START SUPPLIED ENTRIES

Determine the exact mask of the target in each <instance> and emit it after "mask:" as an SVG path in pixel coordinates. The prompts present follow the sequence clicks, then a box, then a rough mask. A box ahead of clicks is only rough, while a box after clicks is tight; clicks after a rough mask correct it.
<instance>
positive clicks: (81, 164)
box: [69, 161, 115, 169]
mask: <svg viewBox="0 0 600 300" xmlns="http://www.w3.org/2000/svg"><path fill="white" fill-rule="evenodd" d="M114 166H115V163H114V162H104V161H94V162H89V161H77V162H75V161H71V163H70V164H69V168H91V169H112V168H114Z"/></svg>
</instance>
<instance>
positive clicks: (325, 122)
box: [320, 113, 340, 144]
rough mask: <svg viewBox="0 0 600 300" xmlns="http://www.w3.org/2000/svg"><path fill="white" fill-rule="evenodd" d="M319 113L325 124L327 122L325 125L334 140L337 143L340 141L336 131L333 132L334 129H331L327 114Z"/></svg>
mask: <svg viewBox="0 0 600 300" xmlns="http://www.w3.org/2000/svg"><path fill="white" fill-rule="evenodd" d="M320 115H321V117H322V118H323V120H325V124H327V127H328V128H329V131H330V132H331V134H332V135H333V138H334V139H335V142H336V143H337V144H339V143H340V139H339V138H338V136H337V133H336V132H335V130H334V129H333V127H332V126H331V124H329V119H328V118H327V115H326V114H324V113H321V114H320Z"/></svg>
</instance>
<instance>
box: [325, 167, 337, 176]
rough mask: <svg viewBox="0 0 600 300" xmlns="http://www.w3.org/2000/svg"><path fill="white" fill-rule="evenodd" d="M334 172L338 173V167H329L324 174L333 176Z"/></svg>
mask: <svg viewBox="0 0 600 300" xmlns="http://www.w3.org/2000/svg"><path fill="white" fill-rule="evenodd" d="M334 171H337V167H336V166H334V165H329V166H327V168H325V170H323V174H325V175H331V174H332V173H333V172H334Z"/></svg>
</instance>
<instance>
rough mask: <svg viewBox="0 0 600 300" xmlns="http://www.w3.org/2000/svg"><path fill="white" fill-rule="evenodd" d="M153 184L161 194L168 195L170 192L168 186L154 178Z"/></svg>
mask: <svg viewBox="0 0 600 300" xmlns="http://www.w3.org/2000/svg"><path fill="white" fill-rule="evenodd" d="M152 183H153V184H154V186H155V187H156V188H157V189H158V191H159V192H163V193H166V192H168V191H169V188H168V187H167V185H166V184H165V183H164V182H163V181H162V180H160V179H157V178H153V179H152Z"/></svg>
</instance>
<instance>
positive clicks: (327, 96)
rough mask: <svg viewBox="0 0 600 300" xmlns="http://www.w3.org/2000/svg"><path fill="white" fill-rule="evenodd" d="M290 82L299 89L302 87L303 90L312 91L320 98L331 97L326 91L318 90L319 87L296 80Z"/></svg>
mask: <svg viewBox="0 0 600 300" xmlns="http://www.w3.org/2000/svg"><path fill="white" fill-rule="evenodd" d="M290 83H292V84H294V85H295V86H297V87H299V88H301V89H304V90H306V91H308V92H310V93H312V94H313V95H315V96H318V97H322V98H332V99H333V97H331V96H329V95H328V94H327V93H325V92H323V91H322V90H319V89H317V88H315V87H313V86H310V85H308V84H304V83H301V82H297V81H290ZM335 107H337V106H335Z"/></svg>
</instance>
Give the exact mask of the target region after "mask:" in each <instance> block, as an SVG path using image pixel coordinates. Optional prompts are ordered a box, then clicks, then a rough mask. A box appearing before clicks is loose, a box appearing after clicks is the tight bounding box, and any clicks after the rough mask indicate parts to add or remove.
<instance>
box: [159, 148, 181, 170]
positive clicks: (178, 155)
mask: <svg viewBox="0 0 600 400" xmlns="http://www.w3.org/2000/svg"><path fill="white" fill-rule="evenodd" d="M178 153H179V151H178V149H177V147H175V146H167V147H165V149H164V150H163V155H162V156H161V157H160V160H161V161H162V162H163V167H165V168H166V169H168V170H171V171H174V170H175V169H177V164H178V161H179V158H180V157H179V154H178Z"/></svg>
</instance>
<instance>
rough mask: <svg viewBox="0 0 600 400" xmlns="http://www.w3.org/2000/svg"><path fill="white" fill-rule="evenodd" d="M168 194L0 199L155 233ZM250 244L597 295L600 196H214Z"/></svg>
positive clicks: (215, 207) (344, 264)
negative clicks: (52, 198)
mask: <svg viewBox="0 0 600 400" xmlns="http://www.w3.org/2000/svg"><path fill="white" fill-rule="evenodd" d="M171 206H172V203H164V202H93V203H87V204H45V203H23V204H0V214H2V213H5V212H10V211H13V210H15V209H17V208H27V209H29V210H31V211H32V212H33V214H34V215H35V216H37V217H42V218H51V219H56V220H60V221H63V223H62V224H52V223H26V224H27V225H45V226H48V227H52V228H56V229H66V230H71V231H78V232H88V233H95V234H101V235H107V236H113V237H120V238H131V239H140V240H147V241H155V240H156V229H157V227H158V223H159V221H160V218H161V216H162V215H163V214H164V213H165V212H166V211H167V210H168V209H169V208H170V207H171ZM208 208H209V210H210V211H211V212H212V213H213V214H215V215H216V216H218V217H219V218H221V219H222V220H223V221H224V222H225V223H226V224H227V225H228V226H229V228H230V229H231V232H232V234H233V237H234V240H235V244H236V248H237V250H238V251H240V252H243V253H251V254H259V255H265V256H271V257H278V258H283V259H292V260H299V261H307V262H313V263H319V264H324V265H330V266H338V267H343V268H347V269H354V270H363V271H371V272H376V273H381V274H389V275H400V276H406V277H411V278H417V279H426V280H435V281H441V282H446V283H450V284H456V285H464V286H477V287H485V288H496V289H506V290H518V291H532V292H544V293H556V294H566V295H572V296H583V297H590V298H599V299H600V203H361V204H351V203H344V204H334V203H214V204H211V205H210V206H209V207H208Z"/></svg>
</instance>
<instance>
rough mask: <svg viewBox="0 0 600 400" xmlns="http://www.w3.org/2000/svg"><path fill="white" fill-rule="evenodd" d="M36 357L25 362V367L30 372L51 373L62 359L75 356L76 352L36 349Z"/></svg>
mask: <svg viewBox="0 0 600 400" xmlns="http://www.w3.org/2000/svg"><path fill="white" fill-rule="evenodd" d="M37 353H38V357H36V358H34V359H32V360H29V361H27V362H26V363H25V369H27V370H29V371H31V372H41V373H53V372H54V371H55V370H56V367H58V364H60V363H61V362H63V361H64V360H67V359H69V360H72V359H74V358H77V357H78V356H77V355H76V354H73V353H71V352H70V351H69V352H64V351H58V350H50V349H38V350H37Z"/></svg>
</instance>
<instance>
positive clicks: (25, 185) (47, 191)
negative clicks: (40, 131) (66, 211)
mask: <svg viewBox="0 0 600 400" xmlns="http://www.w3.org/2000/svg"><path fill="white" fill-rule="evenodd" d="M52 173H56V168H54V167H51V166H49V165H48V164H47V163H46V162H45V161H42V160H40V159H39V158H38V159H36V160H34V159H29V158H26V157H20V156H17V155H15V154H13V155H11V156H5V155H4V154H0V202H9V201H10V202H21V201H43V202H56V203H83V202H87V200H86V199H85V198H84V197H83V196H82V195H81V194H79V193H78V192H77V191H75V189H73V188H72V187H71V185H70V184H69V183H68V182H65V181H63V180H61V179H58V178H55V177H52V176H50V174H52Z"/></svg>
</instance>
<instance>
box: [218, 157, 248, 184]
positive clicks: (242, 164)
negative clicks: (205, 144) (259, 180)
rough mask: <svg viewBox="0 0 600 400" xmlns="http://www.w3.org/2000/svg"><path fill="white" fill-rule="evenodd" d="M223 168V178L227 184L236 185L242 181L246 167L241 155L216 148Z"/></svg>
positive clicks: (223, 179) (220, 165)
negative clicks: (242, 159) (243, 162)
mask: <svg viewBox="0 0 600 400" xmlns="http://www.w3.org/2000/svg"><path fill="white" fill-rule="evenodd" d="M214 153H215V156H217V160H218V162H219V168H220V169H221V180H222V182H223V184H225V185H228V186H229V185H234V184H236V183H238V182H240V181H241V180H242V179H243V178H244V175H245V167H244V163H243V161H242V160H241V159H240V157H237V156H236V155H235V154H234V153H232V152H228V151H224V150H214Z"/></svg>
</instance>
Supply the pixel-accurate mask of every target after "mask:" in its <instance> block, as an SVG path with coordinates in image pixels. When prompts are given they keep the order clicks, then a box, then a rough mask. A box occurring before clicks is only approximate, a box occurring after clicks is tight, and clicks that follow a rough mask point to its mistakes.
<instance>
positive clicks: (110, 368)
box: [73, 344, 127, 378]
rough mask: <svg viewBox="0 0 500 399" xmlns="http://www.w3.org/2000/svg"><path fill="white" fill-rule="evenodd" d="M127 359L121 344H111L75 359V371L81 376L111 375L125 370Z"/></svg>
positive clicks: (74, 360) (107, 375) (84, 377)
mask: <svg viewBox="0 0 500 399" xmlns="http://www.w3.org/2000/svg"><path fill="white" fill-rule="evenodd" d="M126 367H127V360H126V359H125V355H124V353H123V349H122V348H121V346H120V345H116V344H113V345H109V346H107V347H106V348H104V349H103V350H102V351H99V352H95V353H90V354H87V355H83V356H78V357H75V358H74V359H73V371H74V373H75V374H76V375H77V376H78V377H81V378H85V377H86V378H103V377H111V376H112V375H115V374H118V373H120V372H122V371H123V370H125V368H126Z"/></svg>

END SUPPLIED ENTRIES

From the first line of the data through the line with "box: [320, 113, 340, 144]", quote each line exactly and add nothing else.

* ANSWER TO THE PROBLEM:
Determine the exact mask of the target in each <instance> and emit it after "mask:" as an SVG path in pixel coordinates. The prompts present follow the sequence clicks, then a box, then a rough mask. A box ahead of clicks is only rough, while a box after clicks is tight; clicks after a rough mask correct it.
<instance>
positive clicks: (81, 164)
box: [69, 161, 115, 169]
mask: <svg viewBox="0 0 600 300" xmlns="http://www.w3.org/2000/svg"><path fill="white" fill-rule="evenodd" d="M114 166H115V163H114V162H104V161H94V162H89V161H77V162H75V161H71V163H70V164H69V168H91V169H112V168H114Z"/></svg>
</instance>
<instance>
positive clicks: (325, 122)
box: [320, 113, 340, 144]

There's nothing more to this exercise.